Gather every line of the records below that contains the word "wool" and copy each of those lines out in full.

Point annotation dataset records
========================================================================
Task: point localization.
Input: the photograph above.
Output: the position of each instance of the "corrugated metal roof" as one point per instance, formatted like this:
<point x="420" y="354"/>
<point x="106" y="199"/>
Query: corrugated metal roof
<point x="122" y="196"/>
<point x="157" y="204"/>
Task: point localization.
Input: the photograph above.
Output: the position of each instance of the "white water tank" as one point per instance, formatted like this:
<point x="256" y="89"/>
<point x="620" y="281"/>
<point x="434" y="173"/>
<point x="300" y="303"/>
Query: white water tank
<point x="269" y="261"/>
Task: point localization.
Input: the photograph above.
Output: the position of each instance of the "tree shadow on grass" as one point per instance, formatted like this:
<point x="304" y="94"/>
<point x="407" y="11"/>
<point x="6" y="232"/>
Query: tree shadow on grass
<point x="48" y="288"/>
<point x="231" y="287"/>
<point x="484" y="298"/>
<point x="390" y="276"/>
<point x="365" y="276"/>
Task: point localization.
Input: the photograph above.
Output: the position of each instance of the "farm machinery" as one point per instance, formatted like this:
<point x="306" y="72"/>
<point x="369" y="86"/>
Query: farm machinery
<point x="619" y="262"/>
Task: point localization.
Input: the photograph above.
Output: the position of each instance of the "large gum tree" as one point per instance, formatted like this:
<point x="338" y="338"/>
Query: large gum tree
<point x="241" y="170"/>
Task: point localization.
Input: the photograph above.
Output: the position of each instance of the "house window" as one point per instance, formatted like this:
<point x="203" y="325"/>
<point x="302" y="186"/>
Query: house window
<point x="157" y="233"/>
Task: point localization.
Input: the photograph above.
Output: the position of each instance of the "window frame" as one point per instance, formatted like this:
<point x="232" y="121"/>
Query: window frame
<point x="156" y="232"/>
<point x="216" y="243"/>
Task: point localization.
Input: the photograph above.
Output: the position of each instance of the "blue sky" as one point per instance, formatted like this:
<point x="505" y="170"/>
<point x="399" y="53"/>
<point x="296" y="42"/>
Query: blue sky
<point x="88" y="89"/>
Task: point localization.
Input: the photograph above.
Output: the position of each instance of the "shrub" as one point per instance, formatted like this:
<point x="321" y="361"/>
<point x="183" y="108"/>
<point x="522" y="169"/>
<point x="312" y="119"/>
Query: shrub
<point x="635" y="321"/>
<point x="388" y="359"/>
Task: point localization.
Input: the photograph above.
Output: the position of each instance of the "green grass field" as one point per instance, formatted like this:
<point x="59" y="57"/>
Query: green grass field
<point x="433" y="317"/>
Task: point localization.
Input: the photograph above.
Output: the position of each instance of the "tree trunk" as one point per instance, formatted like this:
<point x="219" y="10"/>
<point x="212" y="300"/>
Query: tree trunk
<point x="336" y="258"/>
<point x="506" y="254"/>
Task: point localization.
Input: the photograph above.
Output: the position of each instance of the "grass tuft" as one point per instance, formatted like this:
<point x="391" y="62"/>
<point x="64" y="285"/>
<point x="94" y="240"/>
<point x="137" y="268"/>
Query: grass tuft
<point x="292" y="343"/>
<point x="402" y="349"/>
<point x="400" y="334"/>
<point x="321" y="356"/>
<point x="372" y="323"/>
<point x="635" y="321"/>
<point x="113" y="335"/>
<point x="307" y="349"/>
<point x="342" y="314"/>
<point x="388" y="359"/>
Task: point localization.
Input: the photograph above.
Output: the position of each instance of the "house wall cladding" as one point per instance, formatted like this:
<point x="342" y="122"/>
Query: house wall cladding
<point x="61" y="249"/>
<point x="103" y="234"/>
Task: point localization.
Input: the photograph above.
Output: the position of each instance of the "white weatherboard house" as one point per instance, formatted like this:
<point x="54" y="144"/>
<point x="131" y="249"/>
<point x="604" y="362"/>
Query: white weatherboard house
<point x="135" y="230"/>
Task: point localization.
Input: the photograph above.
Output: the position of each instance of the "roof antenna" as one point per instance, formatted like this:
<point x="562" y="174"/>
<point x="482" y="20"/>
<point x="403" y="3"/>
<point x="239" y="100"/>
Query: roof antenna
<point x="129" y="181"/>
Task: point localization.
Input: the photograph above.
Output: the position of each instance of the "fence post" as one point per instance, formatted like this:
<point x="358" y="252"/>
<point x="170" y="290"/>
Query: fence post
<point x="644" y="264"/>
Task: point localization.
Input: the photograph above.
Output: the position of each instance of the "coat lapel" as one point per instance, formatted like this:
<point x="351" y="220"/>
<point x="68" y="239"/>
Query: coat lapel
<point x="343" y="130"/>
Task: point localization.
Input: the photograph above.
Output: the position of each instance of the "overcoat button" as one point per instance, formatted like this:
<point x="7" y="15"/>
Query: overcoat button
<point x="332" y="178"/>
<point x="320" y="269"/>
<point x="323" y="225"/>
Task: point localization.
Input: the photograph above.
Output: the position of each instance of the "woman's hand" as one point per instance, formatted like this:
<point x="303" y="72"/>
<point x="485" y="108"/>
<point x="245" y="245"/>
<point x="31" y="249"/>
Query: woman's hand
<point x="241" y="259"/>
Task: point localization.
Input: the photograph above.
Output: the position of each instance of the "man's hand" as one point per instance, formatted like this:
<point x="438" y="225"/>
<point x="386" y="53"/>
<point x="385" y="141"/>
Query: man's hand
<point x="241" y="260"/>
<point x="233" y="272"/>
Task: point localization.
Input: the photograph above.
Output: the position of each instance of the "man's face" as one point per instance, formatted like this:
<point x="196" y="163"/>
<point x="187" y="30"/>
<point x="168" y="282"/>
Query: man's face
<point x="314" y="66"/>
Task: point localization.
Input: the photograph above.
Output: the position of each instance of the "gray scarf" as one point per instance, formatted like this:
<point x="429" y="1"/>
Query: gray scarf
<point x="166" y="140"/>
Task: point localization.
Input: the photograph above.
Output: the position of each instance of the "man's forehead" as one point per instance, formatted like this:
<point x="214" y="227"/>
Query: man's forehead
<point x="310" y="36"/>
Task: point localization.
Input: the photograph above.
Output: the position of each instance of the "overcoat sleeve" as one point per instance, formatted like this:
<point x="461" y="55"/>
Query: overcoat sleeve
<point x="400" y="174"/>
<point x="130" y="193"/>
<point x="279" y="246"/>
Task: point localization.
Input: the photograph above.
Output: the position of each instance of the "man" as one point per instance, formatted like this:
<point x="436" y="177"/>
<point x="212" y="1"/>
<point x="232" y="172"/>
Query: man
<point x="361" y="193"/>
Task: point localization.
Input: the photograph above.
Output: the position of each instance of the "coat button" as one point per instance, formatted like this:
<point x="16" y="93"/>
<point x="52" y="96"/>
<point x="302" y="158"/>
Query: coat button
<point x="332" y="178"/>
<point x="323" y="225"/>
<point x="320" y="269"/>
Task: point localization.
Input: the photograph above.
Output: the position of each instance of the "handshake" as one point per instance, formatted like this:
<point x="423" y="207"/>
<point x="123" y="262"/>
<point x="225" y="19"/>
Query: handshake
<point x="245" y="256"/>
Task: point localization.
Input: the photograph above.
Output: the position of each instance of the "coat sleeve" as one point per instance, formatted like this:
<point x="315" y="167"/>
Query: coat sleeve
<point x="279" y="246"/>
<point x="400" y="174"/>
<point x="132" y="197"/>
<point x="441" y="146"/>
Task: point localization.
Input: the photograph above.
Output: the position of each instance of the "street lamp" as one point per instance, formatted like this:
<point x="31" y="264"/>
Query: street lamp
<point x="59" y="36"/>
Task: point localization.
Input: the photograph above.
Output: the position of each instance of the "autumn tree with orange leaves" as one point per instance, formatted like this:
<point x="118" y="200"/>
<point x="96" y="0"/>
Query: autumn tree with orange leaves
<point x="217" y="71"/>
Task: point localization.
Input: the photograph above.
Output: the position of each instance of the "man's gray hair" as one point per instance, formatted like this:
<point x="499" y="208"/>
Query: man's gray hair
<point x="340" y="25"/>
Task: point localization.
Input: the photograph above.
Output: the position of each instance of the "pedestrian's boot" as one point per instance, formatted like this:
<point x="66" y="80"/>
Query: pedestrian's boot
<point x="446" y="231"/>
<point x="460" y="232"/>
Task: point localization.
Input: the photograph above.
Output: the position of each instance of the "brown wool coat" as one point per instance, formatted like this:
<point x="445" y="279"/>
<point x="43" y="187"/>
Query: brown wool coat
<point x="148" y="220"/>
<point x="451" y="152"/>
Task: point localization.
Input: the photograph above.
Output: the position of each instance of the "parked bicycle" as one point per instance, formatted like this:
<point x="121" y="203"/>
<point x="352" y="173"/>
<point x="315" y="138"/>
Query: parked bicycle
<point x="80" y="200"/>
========================================================================
• [ANSWER TO THE TASK]:
Output: the position of each instance of the "brown wool coat" as one point per instance, formatted like this:
Query: brown wool coat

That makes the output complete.